**Aim of the task:** Begin with the line containing "locate the tree line in the photo above" and copy each line exactly through the last line of the entries, inclusive.
•••
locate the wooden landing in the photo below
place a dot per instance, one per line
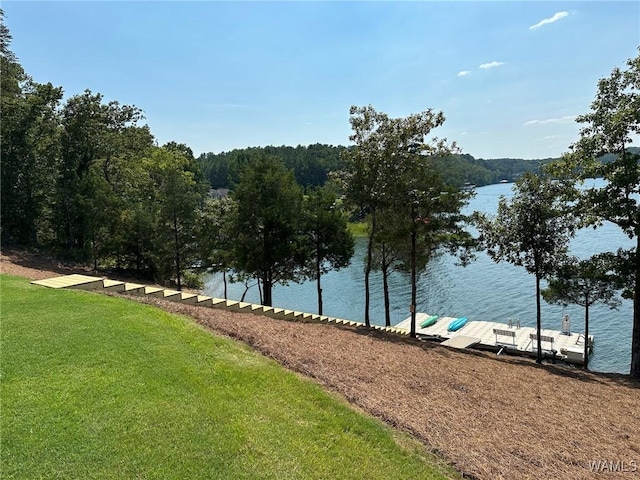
(100, 284)
(71, 281)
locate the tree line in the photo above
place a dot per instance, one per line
(312, 165)
(84, 178)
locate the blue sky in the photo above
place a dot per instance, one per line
(509, 76)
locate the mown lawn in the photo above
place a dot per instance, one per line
(102, 387)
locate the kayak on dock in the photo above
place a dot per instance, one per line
(457, 324)
(429, 321)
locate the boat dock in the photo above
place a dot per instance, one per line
(508, 338)
(498, 337)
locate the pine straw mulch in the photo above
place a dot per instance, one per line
(491, 417)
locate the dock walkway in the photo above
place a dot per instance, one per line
(477, 334)
(502, 336)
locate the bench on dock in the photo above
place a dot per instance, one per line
(505, 333)
(543, 338)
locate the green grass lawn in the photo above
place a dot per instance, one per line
(101, 387)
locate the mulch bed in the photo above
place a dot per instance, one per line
(491, 417)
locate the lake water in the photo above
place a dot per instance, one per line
(484, 290)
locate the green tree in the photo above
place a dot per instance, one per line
(584, 283)
(391, 167)
(29, 146)
(92, 132)
(270, 245)
(531, 230)
(330, 243)
(609, 126)
(217, 236)
(390, 246)
(179, 195)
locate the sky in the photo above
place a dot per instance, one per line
(510, 77)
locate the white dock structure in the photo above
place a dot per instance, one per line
(503, 337)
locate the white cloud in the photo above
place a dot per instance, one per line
(486, 66)
(565, 119)
(556, 16)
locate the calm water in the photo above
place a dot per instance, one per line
(483, 290)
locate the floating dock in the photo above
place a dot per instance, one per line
(493, 336)
(508, 338)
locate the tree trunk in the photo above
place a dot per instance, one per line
(224, 282)
(413, 272)
(635, 336)
(586, 334)
(175, 234)
(385, 286)
(319, 287)
(538, 320)
(367, 269)
(267, 287)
•••
**Response to the task:**
locate the tree line in the photo above
place a dot per instance, one per line
(312, 165)
(84, 178)
locate the blue sky in the photo above
place a dot per instance, one per line
(509, 76)
locate the mown lawn in the photo above
place a dot per instance, one per line
(102, 387)
locate the kayak on dock in the photo above
place a dot per instance, one per line
(457, 324)
(429, 321)
locate the boat dock in the photo above
place a dot per instance, one per line
(508, 338)
(498, 337)
locate the pine straw mulch in the photo above
place a dot per instance, one per line
(491, 417)
locate the dock walkway in the photo above
place a dot per instance, one per line
(477, 334)
(502, 336)
locate the bench on dock in the photo above
place a dot per instance, one per line
(505, 333)
(543, 338)
locate the green grass lawn in the photo above
place a dot per instance, one per line
(101, 387)
locate the mulch bed in the photo above
place a dot per instance, one per line
(491, 417)
locate the lake water in the photo above
place a dot per instance, one per line
(484, 290)
locate the green tree in the photo above
place a dot per instance, one per line
(584, 283)
(391, 167)
(29, 146)
(92, 132)
(270, 245)
(531, 230)
(330, 243)
(609, 126)
(217, 236)
(390, 246)
(179, 195)
locate the sky in the photo above
place a dot per instance, one per line
(510, 77)
locate the white dock structure in the photo above
place a dot per instance, one per line
(503, 337)
locate the white cloud in the photo above
place a dot per instance, one per line
(486, 66)
(565, 119)
(556, 16)
locate the calm water in the photo above
place a dot per instance, one per line
(483, 290)
locate the floating dock in the photo above
place a dot per instance, one per line
(493, 336)
(508, 338)
locate the tree trunk in the photo above
place a dot per instance, one per line
(224, 282)
(413, 272)
(635, 336)
(586, 334)
(175, 234)
(385, 286)
(319, 287)
(538, 320)
(367, 269)
(267, 287)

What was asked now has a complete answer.